== TASK INSTRUCTIONS ==
Collect every line of the material below that contains the word "white", and copy each one in full.

--- Start RECORDS SHOWN ---

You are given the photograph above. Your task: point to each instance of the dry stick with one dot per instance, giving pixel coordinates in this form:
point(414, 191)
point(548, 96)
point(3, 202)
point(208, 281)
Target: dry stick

--- End RECORDS SHOWN ---
--- Start RECORDS SHOWN ---

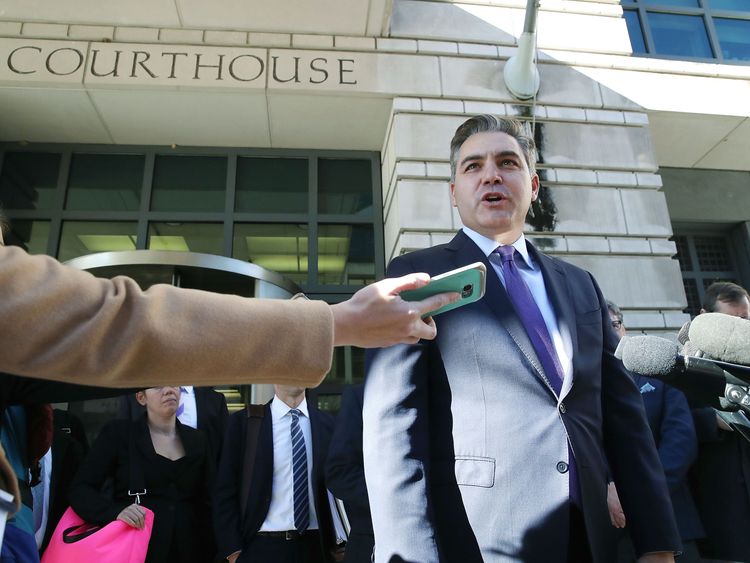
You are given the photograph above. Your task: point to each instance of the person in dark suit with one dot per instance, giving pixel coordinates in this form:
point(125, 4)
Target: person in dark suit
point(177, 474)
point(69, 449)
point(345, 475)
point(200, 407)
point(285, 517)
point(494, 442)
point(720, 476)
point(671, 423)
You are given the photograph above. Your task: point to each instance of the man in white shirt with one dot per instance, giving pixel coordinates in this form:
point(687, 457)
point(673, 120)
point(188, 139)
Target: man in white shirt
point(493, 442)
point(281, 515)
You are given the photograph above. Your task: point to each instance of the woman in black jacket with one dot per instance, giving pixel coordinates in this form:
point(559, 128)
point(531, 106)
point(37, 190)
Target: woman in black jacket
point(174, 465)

--- End RECORDS SHOWN ---

== RESPONSE ==
You are given the photograph above. Your task: point to each instance of the man in white shirt with one dot per instance, giving pixel coordinates in this form:
Target: man in white shirt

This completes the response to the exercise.